Output the entries verbatim, including every line.
##### RECORDS PROVIDED
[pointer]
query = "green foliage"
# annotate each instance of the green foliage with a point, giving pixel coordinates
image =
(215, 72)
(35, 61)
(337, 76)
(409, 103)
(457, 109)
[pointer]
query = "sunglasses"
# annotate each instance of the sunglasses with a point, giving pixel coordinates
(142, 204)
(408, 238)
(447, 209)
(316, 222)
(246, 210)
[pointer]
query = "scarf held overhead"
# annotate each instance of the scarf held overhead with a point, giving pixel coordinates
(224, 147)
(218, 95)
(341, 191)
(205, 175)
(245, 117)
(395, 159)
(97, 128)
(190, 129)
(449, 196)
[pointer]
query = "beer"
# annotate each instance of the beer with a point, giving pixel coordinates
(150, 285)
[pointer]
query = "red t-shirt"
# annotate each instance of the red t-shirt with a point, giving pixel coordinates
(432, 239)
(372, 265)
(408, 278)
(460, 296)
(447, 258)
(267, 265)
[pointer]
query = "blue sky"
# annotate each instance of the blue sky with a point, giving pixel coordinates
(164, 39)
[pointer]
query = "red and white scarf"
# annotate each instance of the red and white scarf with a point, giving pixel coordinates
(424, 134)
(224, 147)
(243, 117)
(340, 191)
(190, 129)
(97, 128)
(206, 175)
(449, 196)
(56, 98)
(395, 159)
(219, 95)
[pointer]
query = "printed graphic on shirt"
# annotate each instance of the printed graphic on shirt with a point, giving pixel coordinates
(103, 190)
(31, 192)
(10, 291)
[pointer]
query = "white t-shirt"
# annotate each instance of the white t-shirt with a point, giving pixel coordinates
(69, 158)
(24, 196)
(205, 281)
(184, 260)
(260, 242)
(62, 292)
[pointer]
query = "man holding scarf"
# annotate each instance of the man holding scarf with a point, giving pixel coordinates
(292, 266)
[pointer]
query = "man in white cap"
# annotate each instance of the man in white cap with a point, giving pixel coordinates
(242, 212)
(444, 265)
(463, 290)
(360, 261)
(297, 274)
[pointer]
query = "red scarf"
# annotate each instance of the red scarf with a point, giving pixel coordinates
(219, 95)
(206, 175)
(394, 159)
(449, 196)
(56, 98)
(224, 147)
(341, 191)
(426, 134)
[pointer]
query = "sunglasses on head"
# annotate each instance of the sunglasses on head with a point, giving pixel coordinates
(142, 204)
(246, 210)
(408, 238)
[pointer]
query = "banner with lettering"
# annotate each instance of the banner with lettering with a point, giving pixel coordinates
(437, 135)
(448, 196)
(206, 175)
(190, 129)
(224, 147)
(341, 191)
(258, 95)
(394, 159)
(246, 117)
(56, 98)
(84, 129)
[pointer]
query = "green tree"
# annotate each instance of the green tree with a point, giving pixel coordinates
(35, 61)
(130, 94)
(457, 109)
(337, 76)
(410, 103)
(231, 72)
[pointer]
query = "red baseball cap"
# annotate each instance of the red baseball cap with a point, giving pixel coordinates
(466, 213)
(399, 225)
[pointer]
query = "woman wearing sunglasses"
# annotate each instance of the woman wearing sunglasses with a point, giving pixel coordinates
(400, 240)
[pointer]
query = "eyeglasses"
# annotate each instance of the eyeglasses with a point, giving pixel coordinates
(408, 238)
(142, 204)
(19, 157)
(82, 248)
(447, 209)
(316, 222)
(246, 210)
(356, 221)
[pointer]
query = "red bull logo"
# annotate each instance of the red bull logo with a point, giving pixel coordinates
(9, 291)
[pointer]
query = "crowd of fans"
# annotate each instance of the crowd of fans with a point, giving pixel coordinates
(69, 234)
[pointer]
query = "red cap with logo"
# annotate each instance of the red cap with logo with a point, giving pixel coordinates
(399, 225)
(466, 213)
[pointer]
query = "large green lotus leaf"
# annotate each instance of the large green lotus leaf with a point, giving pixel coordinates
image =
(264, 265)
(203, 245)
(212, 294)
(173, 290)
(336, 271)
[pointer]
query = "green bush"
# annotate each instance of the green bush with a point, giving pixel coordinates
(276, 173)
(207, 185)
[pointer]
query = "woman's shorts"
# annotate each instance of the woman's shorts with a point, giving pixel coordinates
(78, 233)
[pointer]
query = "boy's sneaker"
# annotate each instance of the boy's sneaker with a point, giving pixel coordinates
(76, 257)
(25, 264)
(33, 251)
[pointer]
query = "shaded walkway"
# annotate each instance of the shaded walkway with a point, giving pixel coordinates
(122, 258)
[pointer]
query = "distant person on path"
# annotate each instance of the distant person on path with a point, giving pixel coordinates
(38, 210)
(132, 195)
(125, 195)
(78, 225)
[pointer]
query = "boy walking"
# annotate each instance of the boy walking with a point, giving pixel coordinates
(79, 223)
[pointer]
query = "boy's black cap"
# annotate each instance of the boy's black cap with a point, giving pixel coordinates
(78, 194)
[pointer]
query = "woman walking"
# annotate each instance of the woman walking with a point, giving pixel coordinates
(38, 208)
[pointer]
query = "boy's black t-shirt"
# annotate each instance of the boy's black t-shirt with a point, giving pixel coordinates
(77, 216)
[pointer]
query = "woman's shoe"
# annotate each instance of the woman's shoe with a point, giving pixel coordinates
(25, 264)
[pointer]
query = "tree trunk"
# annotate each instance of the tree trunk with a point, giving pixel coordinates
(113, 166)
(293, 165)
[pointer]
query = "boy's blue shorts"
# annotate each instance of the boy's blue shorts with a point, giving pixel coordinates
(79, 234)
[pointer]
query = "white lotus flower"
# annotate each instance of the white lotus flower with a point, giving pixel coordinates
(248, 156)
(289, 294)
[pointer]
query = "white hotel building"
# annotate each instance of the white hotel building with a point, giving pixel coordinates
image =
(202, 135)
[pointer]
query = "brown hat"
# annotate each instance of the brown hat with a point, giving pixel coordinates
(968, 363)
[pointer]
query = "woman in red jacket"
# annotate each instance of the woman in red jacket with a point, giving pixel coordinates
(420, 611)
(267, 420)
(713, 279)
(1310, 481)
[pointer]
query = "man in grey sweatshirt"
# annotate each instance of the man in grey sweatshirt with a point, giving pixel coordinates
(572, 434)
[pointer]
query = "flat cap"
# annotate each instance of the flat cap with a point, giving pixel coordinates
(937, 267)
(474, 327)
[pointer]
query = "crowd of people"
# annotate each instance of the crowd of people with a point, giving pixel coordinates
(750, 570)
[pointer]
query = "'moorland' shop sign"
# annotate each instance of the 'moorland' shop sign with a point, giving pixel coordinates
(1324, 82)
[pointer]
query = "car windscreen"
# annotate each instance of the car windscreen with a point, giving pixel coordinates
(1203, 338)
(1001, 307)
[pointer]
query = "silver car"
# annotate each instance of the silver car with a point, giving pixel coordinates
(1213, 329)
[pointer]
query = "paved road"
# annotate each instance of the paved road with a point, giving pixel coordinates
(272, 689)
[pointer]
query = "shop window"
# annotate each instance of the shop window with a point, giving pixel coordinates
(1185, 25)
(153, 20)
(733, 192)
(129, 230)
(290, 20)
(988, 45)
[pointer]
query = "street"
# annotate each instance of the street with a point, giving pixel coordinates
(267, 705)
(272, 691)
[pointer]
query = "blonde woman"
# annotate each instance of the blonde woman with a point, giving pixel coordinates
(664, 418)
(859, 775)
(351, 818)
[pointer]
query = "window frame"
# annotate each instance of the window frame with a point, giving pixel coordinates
##########
RESULT BELOW ::
[pointer]
query = "green foliage"
# annotate each instance of the green foliage with a point, giving pixel coordinates
image =
(215, 72)
(35, 61)
(337, 76)
(409, 103)
(457, 109)
[pointer]
query = "sunglasses"
# annotate each instance of the sunglasses with a point, giving pixel coordinates
(142, 204)
(408, 238)
(447, 209)
(316, 222)
(246, 210)
[pointer]
query = "scarf held overhead"
# annotate each instance of the scarf held overhead with a point, giving pixel coordinates
(224, 147)
(218, 95)
(341, 191)
(205, 175)
(245, 117)
(395, 159)
(97, 128)
(190, 129)
(449, 196)
[pointer]
query = "beer"
# annotate each instance of the beer with a point, giving pixel coordinates
(150, 285)
[pointer]
query = "red t-shirt"
# annotate each instance of the red t-shirt with a point, giving pixel coordinates
(432, 239)
(372, 265)
(408, 278)
(460, 296)
(447, 258)
(267, 265)
[pointer]
query = "blue sky"
# annotate each instance of the blue sky with a point, giving pixel coordinates
(164, 39)
[pointer]
query = "red and white scarf"
# annotate each instance of the red and white scarf with a point, giving pixel coordinates
(424, 134)
(224, 147)
(243, 117)
(340, 191)
(190, 129)
(97, 128)
(206, 175)
(449, 196)
(56, 98)
(395, 159)
(219, 95)
[pointer]
query = "printed graphic on shirt"
# annotate each instance of the printed graphic on shirt with a point, giving pixel coordinates
(103, 190)
(31, 192)
(10, 291)
[pointer]
query = "white t-shirt"
# annotate each instance of the white t-shirt with a point, giving pixel coordinates
(69, 158)
(24, 196)
(205, 281)
(184, 260)
(260, 242)
(62, 292)
[pointer]
query = "man holding scarf"
# annotate each instance of the man holding scarf with a point, giving pixel coordinates
(292, 266)
[pointer]
query = "man in white cap"
# annotate each instance of the man in white cap with a point, giving pixel coordinates
(242, 212)
(444, 265)
(463, 290)
(360, 261)
(297, 274)
[pointer]
query = "red scarf"
# annotate each instance of the red scarf with a point, giving pixel coordinates
(219, 95)
(206, 175)
(394, 159)
(449, 196)
(56, 98)
(224, 147)
(341, 191)
(426, 134)
[pointer]
query = "sunglasses on head"
# annotate each instance of the sunglasses on head with a point, giving pixel coordinates
(142, 204)
(246, 210)
(408, 238)
[pointer]
query = "banner with lettering"
# annotate each instance of the banner with lettering with a point, giving pixel coordinates
(437, 135)
(448, 196)
(206, 175)
(190, 129)
(224, 147)
(341, 191)
(258, 95)
(394, 159)
(246, 117)
(56, 98)
(84, 129)
[pointer]
query = "green tree"
# annotate each instance of the green tree with a point, giving pixel coordinates
(35, 61)
(130, 94)
(457, 109)
(337, 76)
(410, 103)
(231, 72)
[pointer]
query = "red baseball cap"
# annotate each instance of the red baseball cap with a point, giving pixel coordinates
(466, 213)
(399, 225)
[pointer]
query = "woman wearing sunglasses"
# annotate each instance of the woman wearing sunglasses with a point, giving pixel coordinates
(400, 240)
[pointer]
query = "eyeglasses"
# annotate each instance of the eyeglasses with a point, giving pixel coordinates
(408, 238)
(142, 204)
(19, 157)
(82, 248)
(447, 209)
(316, 222)
(246, 210)
(356, 221)
[pointer]
query = "red bull logo"
# annotate each instance of the red bull logo with a point, giving pixel coordinates
(9, 291)
[pointer]
query = "crowd of fans"
# annotate each instance of the crowd of fans with a point, giving pixel coordinates
(69, 234)
[pointer]
query = "red cap with logo"
# annotate each instance of the red cap with logo with a point, giving pixel coordinates
(399, 225)
(466, 213)
[pointer]
query = "large green lotus leaf"
# annotate each instance of the large green lotus leaf with a point, giving pixel coordinates
image =
(264, 265)
(203, 245)
(212, 294)
(173, 290)
(336, 271)
[pointer]
query = "green bush"
# annotate each instance of the green bush with a point, giving pixel coordinates
(276, 173)
(207, 185)
[pointer]
query = "woman's shorts"
# annotate each instance of the woman's shorts with a point, giving pixel coordinates
(78, 233)
[pointer]
query = "boy's sneaker"
# annotate each instance of the boy's sneaker with a point, giving pixel coordinates
(76, 257)
(25, 264)
(33, 251)
[pointer]
query = "shaded walkway"
# annotate each instance of the shaded walkway with a point, giving pixel coordinates
(122, 258)
[pointer]
query = "distant person on path"
# annotate each instance of the distant person on path with a point, giving pixel coordinates
(38, 210)
(132, 195)
(125, 195)
(78, 225)
[pointer]
query = "boy walking"
# annotate each instance of the boy walking with a point, giving pixel coordinates
(79, 223)
[pointer]
query = "boy's black cap"
# annotate each instance of the boy's black cap with a point, giving pixel coordinates
(78, 194)
[pointer]
query = "woman walking"
# annotate each instance of the woman walking with a point, giving pixel coordinates
(38, 208)
[pointer]
query = "boy's black t-shirt"
# annotate each instance of the boy's black t-shirt with a point, giving pixel coordinates
(77, 216)
[pointer]
query = "woman's shoe"
# annotate each instance of the woman's shoe with a point, giving pixel coordinates
(25, 264)
[pointer]
query = "tree trunk"
# annotate each instance of the tree trunk with a point, giving pixel coordinates
(113, 166)
(293, 165)
[pointer]
query = "boy's blue shorts"
# annotate each instance of the boy's blue shorts with a point, giving pixel coordinates
(79, 234)
[pointer]
query = "white lotus flower"
# annotate each instance of the white lotus flower with a point, giving pixel coordinates
(248, 156)
(289, 294)
[pointer]
query = "white hotel building"
# annotate each instance of the white hotel building with a point, giving pixel coordinates
image =
(202, 135)
[pointer]
query = "brown hat"
# annotate each instance of the brown hat with a point, giving pixel coordinates
(968, 363)
[pointer]
query = "woman in red jacket"
# annotate each instance of the woman in red jacket with a point, giving pixel coordinates
(420, 611)
(267, 420)
(713, 279)
(1310, 481)
[pointer]
query = "man in grey sweatshirt"
# annotate each instance of the man in grey sweatshirt with a point, giving pixel coordinates
(572, 434)
[pointer]
query = "flat cap"
# annotate each instance of the flat cap with a point, giving pixel coordinates
(937, 267)
(474, 327)
[pointer]
query = "crowd of people"
# annotate each instance of the crowd of people with a point, giving pixel coordinates
(750, 570)
[pointer]
query = "'moorland' shop sign"
# annotate each instance of the 'moorland' shop sign with a point, giving pixel coordinates
(1324, 82)
[pointer]
query = "car windscreen"
# annotate each instance of the car windscreen with a point, giving pixel coordinates
(1203, 338)
(1001, 307)
[pointer]
query = "silver car"
# annotate each instance of the silver car with a point, giving pixel coordinates
(1213, 329)
[pointer]
query = "paved road"
# annotate each instance of the paved road with a point, giving pixel coordinates
(272, 689)
[pointer]
query = "shop window"
# annotate each instance of the shop window with a point, giving pixel coordinates
(1185, 25)
(153, 20)
(733, 192)
(129, 230)
(290, 20)
(988, 45)
[pointer]
query = "street"
# annotate each instance of the street with a point, giving pixel coordinates
(267, 705)
(272, 691)
[pointer]
query = "blonde woman"
# annotate each instance of the blonde woman with a point, giving pixel coordinates
(664, 418)
(859, 775)
(351, 818)
[pointer]
query = "window frame"
# annotate each instance of the window frame with a point, giving pixel coordinates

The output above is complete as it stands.